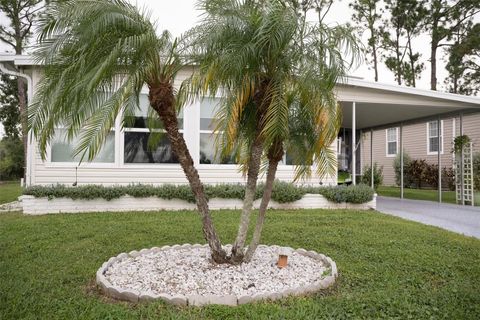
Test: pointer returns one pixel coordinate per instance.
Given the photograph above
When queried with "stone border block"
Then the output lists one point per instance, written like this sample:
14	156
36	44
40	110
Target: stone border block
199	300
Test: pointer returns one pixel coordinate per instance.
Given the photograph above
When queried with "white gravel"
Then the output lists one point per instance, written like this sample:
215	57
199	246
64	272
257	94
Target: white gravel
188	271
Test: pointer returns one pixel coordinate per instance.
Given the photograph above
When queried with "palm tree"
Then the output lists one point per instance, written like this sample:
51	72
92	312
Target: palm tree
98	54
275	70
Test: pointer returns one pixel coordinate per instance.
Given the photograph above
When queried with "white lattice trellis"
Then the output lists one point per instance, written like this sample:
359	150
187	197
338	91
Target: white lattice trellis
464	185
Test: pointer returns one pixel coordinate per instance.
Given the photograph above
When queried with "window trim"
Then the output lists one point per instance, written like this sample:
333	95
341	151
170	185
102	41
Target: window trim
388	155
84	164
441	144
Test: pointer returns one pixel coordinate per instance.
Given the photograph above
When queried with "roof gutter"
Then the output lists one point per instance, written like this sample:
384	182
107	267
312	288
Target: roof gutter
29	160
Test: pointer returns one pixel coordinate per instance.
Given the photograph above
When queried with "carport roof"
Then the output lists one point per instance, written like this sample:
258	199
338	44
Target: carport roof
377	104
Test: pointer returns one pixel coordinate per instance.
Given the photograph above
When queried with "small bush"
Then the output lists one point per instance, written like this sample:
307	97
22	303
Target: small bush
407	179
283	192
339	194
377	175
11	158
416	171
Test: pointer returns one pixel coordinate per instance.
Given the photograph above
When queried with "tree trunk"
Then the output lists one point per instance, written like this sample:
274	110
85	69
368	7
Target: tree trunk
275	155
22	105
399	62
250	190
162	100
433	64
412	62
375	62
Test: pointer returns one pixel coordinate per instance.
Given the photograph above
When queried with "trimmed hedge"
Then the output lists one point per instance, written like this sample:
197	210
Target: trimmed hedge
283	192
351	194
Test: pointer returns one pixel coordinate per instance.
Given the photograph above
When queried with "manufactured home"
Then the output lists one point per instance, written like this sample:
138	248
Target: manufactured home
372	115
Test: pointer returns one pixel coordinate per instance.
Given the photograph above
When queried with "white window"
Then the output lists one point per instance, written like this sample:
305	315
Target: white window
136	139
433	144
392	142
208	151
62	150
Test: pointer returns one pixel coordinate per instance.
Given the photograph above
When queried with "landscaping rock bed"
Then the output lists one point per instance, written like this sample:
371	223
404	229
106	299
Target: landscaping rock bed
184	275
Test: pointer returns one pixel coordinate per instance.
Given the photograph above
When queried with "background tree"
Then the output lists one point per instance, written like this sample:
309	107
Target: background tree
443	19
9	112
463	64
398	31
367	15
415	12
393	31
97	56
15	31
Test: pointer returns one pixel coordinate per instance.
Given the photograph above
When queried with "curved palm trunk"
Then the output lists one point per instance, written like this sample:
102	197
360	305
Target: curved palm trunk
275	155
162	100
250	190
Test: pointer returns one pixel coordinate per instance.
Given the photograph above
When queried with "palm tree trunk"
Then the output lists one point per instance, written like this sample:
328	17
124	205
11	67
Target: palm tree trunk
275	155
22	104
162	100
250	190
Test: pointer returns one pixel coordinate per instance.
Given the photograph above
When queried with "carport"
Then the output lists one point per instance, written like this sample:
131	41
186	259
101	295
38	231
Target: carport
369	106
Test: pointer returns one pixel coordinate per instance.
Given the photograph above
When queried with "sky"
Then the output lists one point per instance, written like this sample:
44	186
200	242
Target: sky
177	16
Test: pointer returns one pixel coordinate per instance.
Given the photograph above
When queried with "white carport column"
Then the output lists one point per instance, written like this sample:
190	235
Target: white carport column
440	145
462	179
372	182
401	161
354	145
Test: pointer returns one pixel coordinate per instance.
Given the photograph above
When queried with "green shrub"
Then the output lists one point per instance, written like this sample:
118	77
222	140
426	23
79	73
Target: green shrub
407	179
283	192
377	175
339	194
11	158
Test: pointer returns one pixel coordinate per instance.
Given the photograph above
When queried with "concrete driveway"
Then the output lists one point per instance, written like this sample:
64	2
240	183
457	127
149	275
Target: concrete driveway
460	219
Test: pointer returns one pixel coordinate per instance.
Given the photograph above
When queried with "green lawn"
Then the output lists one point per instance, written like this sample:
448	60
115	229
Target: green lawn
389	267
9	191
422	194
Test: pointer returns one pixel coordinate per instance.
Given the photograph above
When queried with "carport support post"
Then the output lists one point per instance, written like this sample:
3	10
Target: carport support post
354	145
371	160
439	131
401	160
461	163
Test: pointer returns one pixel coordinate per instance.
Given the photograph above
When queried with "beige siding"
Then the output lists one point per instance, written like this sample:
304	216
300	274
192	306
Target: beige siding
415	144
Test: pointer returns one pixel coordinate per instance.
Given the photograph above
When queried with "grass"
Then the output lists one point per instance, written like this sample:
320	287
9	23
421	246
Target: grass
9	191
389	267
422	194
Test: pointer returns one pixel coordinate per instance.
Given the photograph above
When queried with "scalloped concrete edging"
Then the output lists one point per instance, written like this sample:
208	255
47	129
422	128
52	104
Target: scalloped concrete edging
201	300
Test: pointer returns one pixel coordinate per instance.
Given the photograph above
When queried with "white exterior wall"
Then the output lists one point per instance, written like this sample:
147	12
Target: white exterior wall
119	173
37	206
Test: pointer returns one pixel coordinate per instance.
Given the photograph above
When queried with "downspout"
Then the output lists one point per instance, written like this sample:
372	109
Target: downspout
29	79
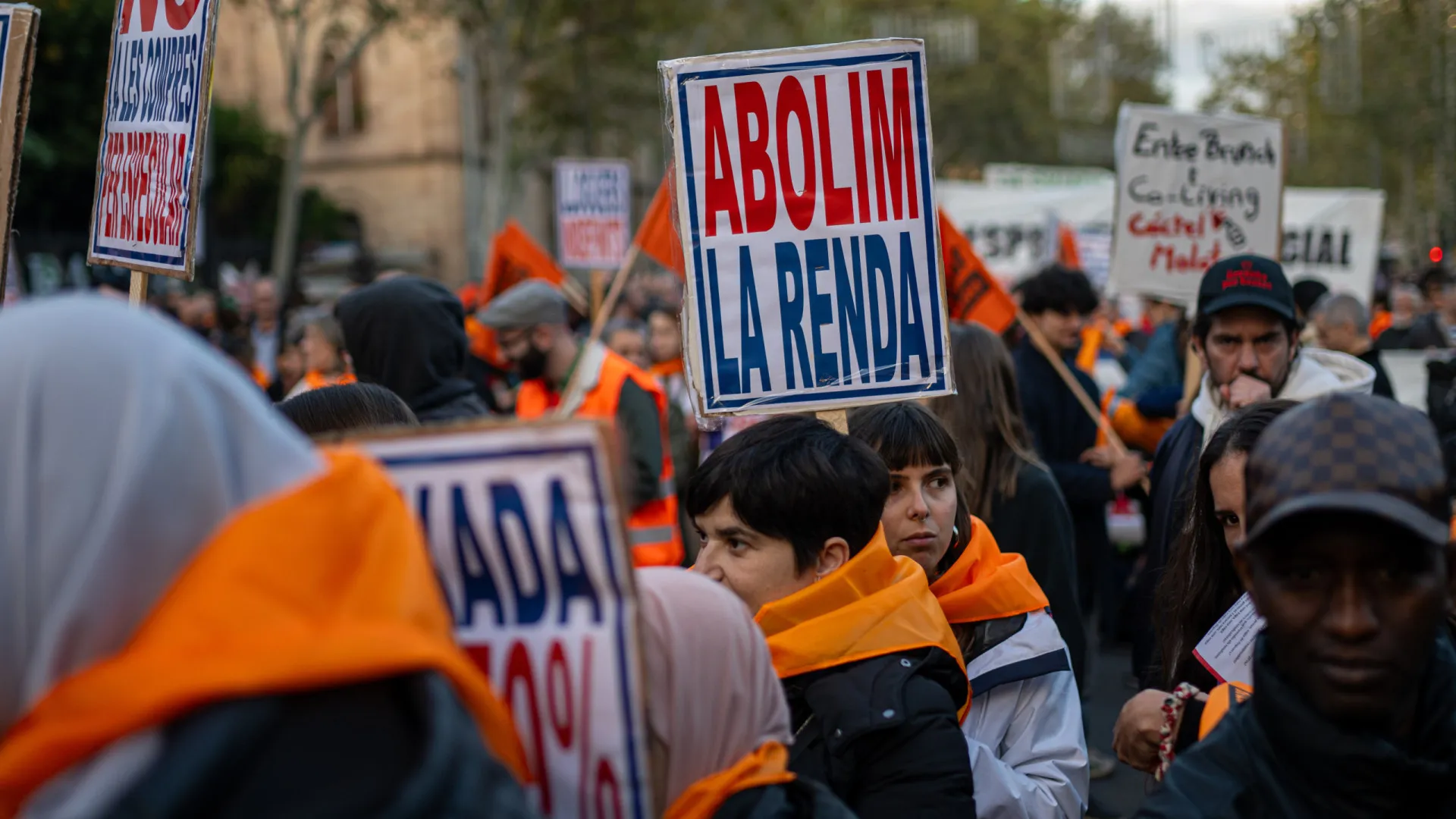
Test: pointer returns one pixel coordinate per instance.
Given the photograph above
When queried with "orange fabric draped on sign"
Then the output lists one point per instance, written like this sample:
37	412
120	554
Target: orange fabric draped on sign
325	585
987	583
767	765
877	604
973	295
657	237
::::
**YOUR OBJECTIVE**. Output each entry above word for word. The pictures stay out.

**EXERCISE RESULT**.
Test: pointer returns one pixel coordinate per instance.
Given the photograph above
When queried with "stone border block"
Then the output lists one point per instance, written like this sample:
14	156
36	44
40	110
Target: stone border block
199	300
Test: pointer returns one pixel coordinate per instance.
Given the photograph above
When queried with "white gravel"
Then the output lists one point per instance, written like this sample:
215	57
199	246
64	272
257	94
Target: white gravel
188	271
Test: pointer returns one pixel coordinate per instance.
Given the photograph above
When queried with "palm tree"
Then the output lists one point per instance, written like this sample:
51	72
92	312
Target: palm tree
98	54
275	70
Test: pointer returns one pixel coordinate per instance.
Given the photograph above
When queried with "white lattice trellis"
Then the output lists one point per instance, written like this sample:
359	150
187	197
338	91
Target: white lattice trellis
464	185
Test: pointer returns one pixel coordinate per instance.
Given the photograph above
When queried with "window trim"
Then the output lists one point per instance, written like this sample:
333	95
341	151
170	185
102	41
Target: window trim
388	155
84	164
441	144
Test: pointer returns one pixel coordinate per instance.
Given the photograph above
When queried with "roof gutter"
Then the output lists one point per instance, written like this sample:
384	182
107	267
312	288
Target: roof gutter
29	160
Test: pointer returns one pixel coordinate per instance.
Given the photograph above
When queried with "carport roof"
Then the output lists one point per instance, written like this sample:
258	199
338	44
Target: carport roof
377	104
Test: pointer returns one pixel coordinate per instance.
Given the photograph above
When queried with "small bush"
Then the output lists one point per instance, written like this sample:
307	97
22	303
Target: small bush
407	179
283	192
339	194
377	175
11	158
416	171
Test: pointer returns one pixel coordinate per instance.
Given the photograph above
When queried with "tree trunk"
Then the output lists one point per instance, written like this sample:
274	110
85	69
368	7
Target: tree trunk
275	155
22	105
399	62
250	190
162	100
433	64
412	62
375	62
Test: pointer returns one pixel coordinate per instance.
Given the photograph above
When queried with "trimmed hedge"
Then the output lists one point per instance, written like this sample:
197	210
Target: trimmed hedge
283	192
351	194
Test: pointer returns one pixel coordinate per instance.
Given the photograph above
When queried with "manufactured home"
Then the output lists one point per instance, written like this sample:
138	248
Target: manufactured home
372	115
Test: pointer returns one pixel coordinate per instance.
Given the photograph above
When queried with "white window"
Then the output lists one point per instance, written like this sample:
305	315
Target: white window
136	139
433	144
392	142
208	151
62	150
Test: pointer returns one pixel coordinate per instance.
Given the photograph above
When queried with "landscaping rock bed"
Then the output lists one point per instance, written like this sample:
371	223
404	229
106	299
Target: landscaping rock bed
184	275
Test: pointer returns one pixel coordinate per instance.
Given the photograph above
When queried with "background tree"
Then the output lists one point per instance, written like this sample:
309	107
Target: background tree
443	19
9	112
463	64
398	31
367	15
415	12
393	31
97	56
15	31
Test: pointer returns one pixel coordinate per instance.
Given the photograph above
When queried with "curved palm trunk"
Then the output lists one point per instance, written like this sample:
102	197
360	305
Target: curved palm trunk
275	155
162	100
250	190
Test: pointer returns one pixel coordinate per instance.
Given the photograph above
When queried with "palm tree trunk"
Then the output lists one point per instance, written like this sample:
328	17
124	205
11	67
Target: palm tree trunk
275	155
22	104
162	100
250	190
Test: pointer returns one pixel coordinate per instance.
Given the photograph above
When queried with "carport"
Then the output lists one point per instance, written like this sample:
131	41
186	259
101	295
38	231
Target: carport
369	106
Test: pointer returns one pixel coordinate per instance.
Given the photograph above
When queried with "sky"
Then the output lists one point per instance, written like this sample:
44	186
200	242
Target: sky
177	16
Test: pointer returns one pixel coordinate per instance.
Given the photograph above
When queried with "white carport column"
Then the output lists one point per instance, written like this sample:
190	235
Target: white carport column
440	145
462	179
372	182
401	161
354	145
Test: pointer returns one pixel coordinate per instance.
Given the photograph above
When queried with "green shrub"
Then the output lists one point per instance, written like this sample:
118	77
222	140
426	23
79	73
Target: green shrub
407	179
283	192
377	175
339	194
11	158
Test: pointer returns one pixel coordinate per instance.
Given the photograph above
When queried with "concrete driveway"
Then the output lists one point per instance, written like this sample:
64	2
240	183
457	127
149	275
Target: concrete driveway
460	219
Test: pointer returns one pixel coordinate per instance.
Given the photograph above
When queried with "green lawn"
Then the output lists one point per instance, written like this sample:
448	60
115	229
Target: green lawn
389	267
9	191
422	194
Test: pointer returns one pixel coordinate per instance.
Given the photograph above
When queried with "carport support post"
Then the output lists one point per instance, written like this sample:
3	10
Target: carport support post
354	145
371	160
439	131
401	160
461	163
Test: pointer returns one pixel coordinate per instance.
Given the photograph above
When queried with "beige siding"
Then the output lists one point per instance, written like this sample:
304	216
300	274
192	306
Target: beige siding
415	144
Test: pointer returns one pixel coordinate per instance.
Given the photograph above
When queried with "grass"
Then the output lists one point per instance, written like this sample:
320	287
9	23
421	246
Target: grass
9	191
389	267
422	194
Test: pointer returns one pixel coordinate per instance.
Given the photograph above
When queried with "scalloped concrete edging"
Then the output lists one point per instance, written like this sample:
208	255
47	129
422	128
52	104
Target: scalloped concrete edging
201	300
Test: pointer returns one pixel coordinate per instance.
Given the photograph above
When queried with "white exterior wall"
Then the output lists one point per instance, written like this sample:
147	12
Target: white exterior wall
119	173
37	206
Test: pointer returns one pixel coordinate per instance.
Given the photograph above
When queried with "downspout"
Then the output lists one point per instance, written like this sample:
372	109
Target: downspout
29	79
Test: pointer returns one pixel coordinate per instance.
Given the photograph above
When queried with "orange fabric draped on sign"
Then the output lists one point per instance, written like this sample:
37	412
120	554
Target: orange fabric draped on sign
325	585
987	583
767	765
877	604
973	295
657	237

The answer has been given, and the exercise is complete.